Please answer these questions about the snail gel update below:
1. How many days did E spend with the snail slime?
2. From where did the jar of Snail Gel launch itself?
3. What effect on the right cheek does E report?

◆ **Reading text**
┏━━

Snail gel update

E: As promised, I have spent three days in the company of De Tuinen’s Chilean snail slime, made from unharmed, happy Helix Whatthefuck Snail.

M: Are you feeling sluggish? I know I am.

E: Ha. Very good M, I see what you did there. No, the gastropod gel did not have that effect on me. You will recall its promise of smooth silky skin and improved appearance of scarring? Well. I imagine it will come as no surprise to our readers to hear that it is ABSOLUTELY SHITE.

I can report the following effects:

1. Stubborn dry, irritated patch of skin on right cheek

2. Spots around mouth

M: That’s where you’ve been snogged by filthy boys. Filthy.

E: Hmph. Chance would be a fine thing. The closest I have got is being slimed on by a jar of snail mucous. Moving on.

3. Near death, as the jar of Snail Gel launched itself off the top of the fridge, aiming for my head.

M: Launched itself, extreeeeeemely slowly. In the manner of a snail.

E: No, M. The concentrated essence of gastropod moves alarmingly fast. I suspect an attack by the Snafia.

4. Mild irritation, cleaning gloopy slime off the floor.

M: Well, I must say I am disappointed. I thought the Chileans were on to something.

E: Well. It would appear they are onto something murderous, and crap.

┗━━

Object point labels

┏━━

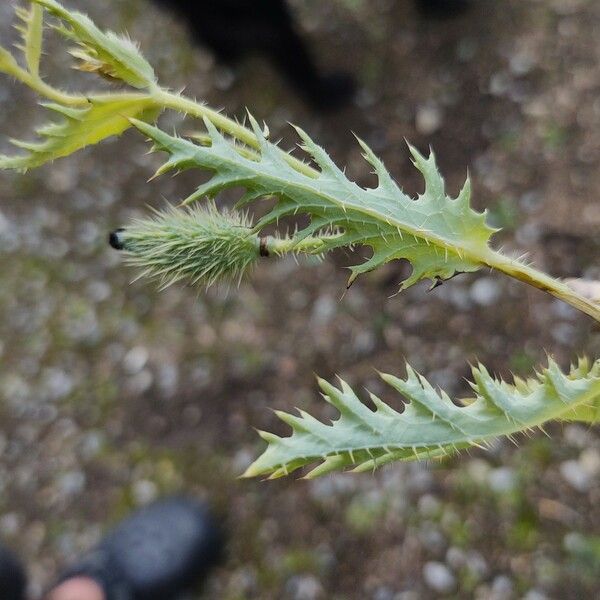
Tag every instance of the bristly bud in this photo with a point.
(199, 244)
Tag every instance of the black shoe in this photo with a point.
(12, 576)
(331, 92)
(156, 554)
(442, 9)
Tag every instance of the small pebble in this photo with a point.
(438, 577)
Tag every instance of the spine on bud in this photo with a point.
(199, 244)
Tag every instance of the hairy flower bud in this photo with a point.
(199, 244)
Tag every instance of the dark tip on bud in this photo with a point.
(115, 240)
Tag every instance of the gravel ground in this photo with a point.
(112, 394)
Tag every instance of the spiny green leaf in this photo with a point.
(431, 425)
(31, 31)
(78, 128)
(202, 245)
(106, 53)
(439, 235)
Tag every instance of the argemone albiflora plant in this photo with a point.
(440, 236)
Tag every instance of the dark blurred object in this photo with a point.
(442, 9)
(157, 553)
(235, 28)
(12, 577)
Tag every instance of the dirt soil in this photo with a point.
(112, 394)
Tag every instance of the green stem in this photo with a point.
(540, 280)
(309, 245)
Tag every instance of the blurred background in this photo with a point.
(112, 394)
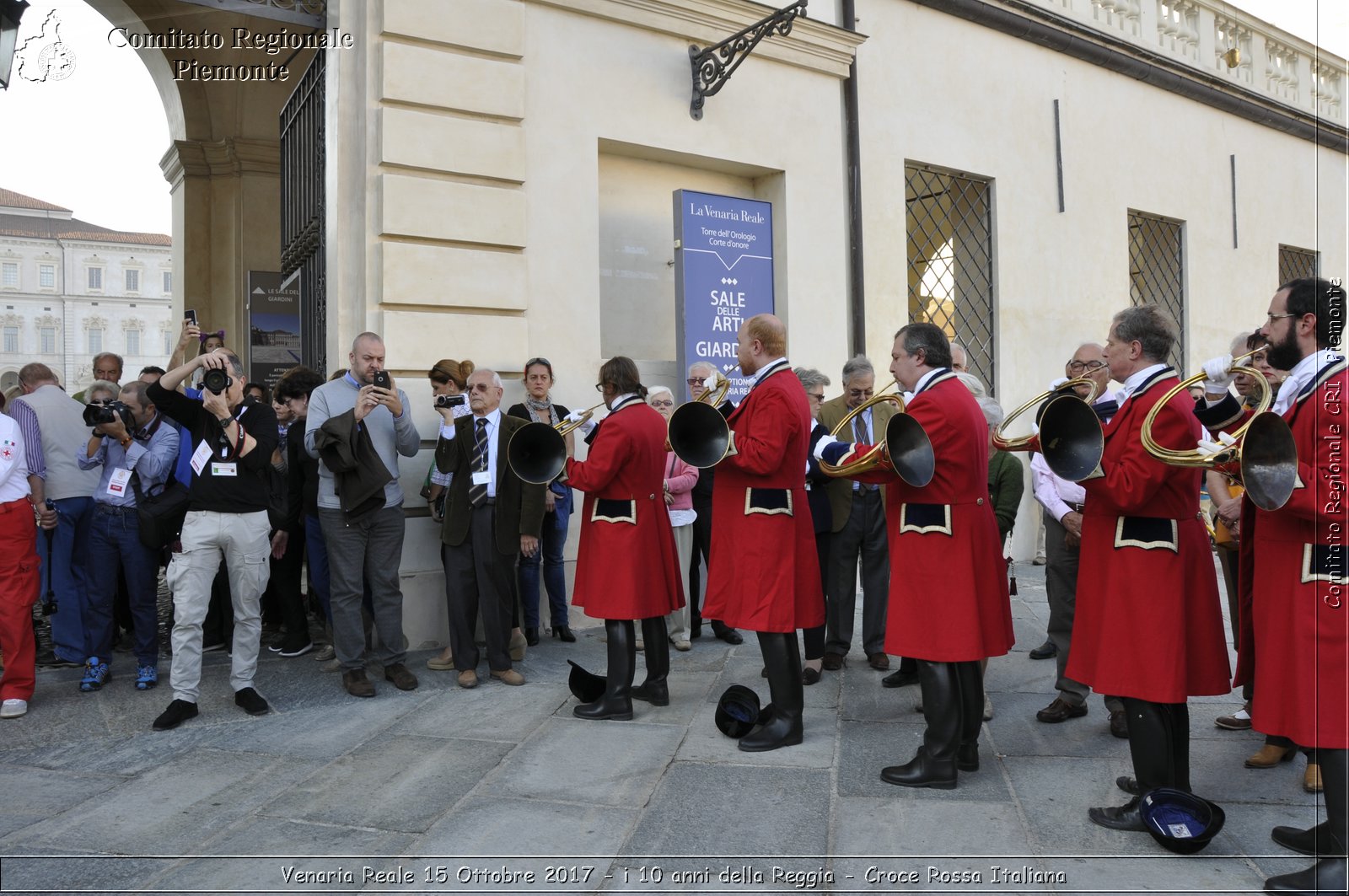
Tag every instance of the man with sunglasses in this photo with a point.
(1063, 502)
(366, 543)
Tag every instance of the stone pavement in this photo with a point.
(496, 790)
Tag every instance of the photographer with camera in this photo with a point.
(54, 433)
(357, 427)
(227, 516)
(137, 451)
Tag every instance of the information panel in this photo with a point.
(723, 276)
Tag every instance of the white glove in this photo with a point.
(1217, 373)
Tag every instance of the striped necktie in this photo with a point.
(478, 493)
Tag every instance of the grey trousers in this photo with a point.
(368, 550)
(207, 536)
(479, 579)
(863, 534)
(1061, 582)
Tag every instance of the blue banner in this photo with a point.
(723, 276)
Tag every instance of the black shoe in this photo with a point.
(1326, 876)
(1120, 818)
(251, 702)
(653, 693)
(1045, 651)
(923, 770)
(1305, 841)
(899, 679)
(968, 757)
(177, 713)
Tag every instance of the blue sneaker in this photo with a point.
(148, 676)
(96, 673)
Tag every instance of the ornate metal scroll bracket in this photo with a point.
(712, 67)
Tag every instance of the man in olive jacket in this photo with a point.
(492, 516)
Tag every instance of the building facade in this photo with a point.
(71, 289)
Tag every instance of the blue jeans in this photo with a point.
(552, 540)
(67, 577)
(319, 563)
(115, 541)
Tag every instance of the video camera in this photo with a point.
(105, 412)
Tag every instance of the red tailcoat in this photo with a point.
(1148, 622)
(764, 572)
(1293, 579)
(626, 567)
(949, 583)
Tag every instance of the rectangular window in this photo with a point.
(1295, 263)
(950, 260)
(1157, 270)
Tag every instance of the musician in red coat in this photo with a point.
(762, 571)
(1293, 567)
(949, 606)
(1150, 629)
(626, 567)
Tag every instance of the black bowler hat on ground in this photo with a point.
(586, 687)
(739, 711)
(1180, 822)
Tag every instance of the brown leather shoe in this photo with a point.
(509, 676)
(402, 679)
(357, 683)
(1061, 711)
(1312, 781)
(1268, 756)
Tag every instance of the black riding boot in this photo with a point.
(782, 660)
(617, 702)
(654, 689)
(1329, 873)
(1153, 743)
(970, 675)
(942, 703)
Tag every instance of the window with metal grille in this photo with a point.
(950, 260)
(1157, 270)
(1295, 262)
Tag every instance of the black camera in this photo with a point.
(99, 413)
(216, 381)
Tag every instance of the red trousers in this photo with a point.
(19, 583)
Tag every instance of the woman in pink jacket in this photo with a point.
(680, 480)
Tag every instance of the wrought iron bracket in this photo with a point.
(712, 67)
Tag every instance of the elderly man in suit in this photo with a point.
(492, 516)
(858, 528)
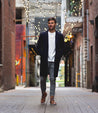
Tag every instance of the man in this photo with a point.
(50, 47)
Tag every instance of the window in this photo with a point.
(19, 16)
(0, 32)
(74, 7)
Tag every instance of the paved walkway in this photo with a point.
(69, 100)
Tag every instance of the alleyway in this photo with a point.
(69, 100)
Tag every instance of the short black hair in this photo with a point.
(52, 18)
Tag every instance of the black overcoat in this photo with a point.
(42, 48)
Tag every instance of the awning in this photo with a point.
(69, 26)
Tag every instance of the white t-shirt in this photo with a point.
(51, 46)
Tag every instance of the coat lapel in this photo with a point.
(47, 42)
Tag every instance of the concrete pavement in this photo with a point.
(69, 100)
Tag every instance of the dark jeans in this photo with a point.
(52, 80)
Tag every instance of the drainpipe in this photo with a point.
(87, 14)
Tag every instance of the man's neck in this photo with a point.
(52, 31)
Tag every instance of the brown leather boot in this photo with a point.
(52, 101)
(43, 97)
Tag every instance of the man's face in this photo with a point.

┗━━
┏━━

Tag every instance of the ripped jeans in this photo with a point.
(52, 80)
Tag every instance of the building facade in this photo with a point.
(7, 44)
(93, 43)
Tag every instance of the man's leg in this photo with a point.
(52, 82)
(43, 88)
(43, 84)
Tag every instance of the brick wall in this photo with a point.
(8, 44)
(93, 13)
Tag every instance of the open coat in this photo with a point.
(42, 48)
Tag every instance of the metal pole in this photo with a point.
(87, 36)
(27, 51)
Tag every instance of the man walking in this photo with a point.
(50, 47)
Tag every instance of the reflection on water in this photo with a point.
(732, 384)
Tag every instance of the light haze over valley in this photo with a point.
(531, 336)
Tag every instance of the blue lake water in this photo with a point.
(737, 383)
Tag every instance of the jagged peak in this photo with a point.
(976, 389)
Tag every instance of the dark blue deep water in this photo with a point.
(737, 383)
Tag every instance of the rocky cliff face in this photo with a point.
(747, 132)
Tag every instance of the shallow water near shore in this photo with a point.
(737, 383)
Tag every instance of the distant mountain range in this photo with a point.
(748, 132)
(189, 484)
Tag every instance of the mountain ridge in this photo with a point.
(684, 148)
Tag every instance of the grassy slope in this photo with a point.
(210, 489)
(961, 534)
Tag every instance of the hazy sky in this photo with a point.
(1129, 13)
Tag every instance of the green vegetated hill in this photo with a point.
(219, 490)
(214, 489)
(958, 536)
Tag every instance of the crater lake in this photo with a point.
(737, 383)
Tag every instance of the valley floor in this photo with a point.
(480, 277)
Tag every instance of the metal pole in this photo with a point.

┗━━
┏━━

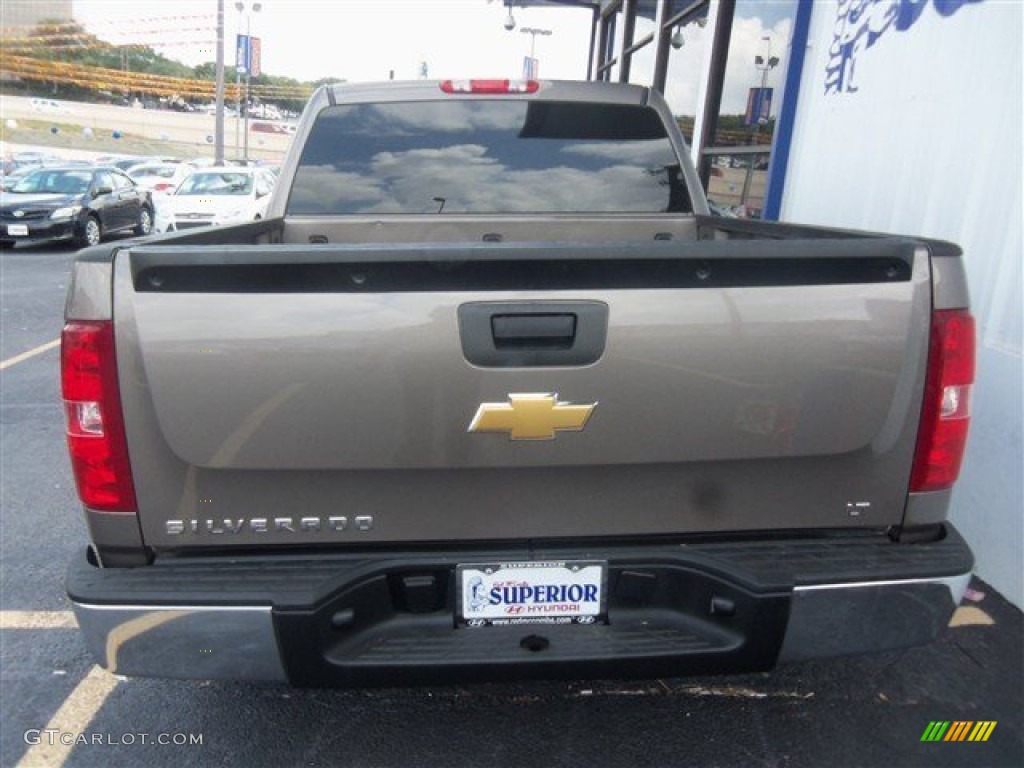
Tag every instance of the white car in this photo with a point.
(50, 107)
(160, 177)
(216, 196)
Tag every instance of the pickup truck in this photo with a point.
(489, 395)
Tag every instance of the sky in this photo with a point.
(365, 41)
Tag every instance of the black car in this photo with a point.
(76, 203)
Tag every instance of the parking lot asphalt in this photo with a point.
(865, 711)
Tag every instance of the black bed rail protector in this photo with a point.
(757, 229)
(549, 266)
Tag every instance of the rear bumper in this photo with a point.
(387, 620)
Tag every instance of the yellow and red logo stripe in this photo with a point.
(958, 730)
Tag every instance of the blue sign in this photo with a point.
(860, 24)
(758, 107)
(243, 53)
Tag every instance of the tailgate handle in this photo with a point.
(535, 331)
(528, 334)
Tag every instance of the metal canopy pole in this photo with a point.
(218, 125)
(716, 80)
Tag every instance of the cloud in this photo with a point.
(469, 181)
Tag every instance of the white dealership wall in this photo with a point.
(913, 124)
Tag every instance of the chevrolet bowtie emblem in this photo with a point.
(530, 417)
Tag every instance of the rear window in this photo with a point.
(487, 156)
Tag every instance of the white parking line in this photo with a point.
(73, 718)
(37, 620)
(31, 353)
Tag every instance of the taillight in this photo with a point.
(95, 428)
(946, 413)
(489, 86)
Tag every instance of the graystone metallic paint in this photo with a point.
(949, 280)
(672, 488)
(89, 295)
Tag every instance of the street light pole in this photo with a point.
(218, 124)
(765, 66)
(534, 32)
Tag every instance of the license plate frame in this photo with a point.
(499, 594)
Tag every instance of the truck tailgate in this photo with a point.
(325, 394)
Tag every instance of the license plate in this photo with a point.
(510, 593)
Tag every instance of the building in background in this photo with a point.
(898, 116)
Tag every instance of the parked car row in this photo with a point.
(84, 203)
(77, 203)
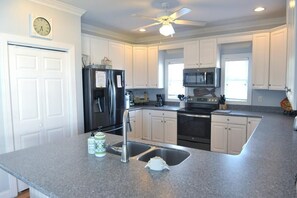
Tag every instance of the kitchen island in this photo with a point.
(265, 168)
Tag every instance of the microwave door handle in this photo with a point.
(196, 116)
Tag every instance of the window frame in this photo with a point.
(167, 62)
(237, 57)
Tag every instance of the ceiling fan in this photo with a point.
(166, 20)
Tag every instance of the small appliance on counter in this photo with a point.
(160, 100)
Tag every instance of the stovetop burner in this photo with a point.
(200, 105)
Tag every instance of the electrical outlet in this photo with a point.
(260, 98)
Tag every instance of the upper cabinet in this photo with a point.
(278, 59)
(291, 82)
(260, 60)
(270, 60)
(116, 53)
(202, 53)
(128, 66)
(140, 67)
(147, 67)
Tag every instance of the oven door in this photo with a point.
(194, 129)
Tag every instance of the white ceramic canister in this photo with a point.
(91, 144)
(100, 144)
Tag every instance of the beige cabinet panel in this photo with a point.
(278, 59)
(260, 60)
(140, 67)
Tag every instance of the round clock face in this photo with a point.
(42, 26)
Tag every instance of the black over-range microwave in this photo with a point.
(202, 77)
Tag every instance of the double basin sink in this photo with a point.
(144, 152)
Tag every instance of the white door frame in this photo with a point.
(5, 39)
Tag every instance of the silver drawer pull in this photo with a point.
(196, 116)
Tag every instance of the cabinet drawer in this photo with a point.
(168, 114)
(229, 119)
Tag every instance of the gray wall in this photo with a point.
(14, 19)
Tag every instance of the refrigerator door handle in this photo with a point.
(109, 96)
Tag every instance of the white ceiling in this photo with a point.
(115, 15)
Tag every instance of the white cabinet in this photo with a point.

┗━━

◆ **Correct answer**
1. Three days.
2. The top of the fridge.
3. A stubborn dry, irritated patch of skin.